### The problem:
All lines from the one containing "Please mark the brick" through the last line below must be duplicated exactly, with nothing outside that span.

### Given records:

- Opening Delimiter -

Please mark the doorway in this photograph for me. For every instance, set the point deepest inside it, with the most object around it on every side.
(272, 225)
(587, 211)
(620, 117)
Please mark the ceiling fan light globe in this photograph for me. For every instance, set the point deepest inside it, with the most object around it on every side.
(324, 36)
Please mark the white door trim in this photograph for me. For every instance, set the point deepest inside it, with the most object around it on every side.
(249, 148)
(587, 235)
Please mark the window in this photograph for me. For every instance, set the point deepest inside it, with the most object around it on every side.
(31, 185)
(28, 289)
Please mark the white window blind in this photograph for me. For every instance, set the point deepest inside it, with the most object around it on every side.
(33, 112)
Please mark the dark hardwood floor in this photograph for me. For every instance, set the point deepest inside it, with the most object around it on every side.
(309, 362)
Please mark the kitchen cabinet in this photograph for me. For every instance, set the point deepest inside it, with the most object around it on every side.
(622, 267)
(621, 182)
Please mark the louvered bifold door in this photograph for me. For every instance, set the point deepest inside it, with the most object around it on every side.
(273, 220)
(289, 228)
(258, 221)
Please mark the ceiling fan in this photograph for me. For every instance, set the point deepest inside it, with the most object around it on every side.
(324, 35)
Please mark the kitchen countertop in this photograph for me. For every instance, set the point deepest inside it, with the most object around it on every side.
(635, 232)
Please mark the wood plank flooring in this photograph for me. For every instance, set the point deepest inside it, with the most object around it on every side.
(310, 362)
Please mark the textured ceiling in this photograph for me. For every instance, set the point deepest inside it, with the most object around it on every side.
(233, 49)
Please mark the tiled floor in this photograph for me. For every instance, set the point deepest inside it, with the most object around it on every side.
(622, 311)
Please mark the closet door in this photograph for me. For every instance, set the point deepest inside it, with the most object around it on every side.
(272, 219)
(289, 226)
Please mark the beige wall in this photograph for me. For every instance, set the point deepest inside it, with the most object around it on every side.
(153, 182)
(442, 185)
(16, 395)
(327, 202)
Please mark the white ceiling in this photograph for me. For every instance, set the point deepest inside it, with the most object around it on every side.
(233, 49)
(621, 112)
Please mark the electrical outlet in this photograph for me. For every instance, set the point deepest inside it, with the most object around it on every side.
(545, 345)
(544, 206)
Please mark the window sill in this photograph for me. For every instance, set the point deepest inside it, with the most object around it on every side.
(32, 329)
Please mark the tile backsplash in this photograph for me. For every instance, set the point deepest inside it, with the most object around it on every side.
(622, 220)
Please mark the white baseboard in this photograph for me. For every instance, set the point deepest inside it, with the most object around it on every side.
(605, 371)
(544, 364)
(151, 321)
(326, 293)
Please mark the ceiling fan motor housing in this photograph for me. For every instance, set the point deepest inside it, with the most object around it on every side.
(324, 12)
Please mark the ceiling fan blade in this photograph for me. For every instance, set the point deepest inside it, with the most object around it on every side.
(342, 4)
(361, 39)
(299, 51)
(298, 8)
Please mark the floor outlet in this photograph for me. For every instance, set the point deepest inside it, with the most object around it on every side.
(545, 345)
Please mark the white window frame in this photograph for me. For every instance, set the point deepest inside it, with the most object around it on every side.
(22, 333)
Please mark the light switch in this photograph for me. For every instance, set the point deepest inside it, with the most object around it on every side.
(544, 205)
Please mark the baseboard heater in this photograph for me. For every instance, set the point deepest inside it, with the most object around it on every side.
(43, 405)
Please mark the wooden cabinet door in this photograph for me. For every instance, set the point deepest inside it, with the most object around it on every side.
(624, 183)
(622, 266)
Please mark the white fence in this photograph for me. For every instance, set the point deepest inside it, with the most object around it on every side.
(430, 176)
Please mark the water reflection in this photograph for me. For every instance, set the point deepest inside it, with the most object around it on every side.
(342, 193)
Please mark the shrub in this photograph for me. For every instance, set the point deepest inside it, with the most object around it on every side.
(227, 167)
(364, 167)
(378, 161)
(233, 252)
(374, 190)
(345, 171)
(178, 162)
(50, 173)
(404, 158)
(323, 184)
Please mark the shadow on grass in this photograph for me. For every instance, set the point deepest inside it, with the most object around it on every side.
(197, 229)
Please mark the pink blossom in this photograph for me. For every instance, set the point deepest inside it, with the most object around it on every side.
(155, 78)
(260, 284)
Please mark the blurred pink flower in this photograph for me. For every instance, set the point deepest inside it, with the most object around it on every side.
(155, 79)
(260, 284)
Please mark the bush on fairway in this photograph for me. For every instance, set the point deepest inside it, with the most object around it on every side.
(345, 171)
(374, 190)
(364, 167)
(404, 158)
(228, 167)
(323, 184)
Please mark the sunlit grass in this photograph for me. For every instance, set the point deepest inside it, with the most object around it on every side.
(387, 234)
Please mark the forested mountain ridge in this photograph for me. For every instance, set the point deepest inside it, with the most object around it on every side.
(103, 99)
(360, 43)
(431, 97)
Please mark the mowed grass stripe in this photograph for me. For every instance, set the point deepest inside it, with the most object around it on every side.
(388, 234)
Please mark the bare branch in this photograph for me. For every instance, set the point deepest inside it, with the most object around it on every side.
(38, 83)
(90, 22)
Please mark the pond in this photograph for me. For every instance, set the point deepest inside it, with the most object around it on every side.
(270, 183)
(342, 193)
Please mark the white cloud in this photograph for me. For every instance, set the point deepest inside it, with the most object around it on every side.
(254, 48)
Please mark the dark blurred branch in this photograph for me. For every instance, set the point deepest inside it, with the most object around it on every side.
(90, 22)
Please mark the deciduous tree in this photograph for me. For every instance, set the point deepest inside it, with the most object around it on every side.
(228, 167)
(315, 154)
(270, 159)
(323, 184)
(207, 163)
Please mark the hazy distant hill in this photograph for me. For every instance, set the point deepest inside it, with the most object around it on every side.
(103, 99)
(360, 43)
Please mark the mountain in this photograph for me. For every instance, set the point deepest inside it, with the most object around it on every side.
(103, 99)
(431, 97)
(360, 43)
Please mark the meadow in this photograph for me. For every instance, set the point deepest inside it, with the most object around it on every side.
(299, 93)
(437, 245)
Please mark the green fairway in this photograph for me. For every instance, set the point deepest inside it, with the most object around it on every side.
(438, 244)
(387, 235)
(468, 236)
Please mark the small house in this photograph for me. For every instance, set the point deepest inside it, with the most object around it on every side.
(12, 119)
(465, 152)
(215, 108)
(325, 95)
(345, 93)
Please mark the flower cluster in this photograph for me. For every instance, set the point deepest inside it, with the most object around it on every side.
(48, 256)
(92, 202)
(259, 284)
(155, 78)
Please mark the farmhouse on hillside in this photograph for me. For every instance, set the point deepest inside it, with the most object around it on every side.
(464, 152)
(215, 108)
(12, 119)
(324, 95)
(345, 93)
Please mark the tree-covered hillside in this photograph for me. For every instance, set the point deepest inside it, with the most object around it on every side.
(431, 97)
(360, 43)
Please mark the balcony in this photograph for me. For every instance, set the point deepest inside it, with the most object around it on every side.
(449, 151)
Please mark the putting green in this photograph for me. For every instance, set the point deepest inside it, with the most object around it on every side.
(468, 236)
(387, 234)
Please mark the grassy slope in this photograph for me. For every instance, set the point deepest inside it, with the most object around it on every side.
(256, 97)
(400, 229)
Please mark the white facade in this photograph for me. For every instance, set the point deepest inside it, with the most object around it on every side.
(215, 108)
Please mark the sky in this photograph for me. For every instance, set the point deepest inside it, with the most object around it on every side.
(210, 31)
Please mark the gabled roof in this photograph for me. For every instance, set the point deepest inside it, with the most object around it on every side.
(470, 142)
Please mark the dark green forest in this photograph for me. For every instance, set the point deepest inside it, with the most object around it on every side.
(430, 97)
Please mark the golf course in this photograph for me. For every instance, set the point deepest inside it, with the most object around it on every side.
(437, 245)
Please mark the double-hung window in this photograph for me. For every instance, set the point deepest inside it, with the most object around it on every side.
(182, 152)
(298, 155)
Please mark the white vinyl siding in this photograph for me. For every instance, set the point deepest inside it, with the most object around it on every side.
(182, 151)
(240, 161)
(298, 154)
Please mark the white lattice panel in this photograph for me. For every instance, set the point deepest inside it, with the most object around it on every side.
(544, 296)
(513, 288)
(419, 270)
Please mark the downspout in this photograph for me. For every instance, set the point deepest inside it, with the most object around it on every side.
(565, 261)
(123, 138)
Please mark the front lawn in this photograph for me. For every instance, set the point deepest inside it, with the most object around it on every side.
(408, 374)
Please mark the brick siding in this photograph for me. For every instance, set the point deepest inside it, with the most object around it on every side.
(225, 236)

- Closing Delimiter -

### Result of this exercise:
Please mark the brick siding in this photograph for me. For every instance, set the point deepest inside it, with the most object around it on every side.
(225, 236)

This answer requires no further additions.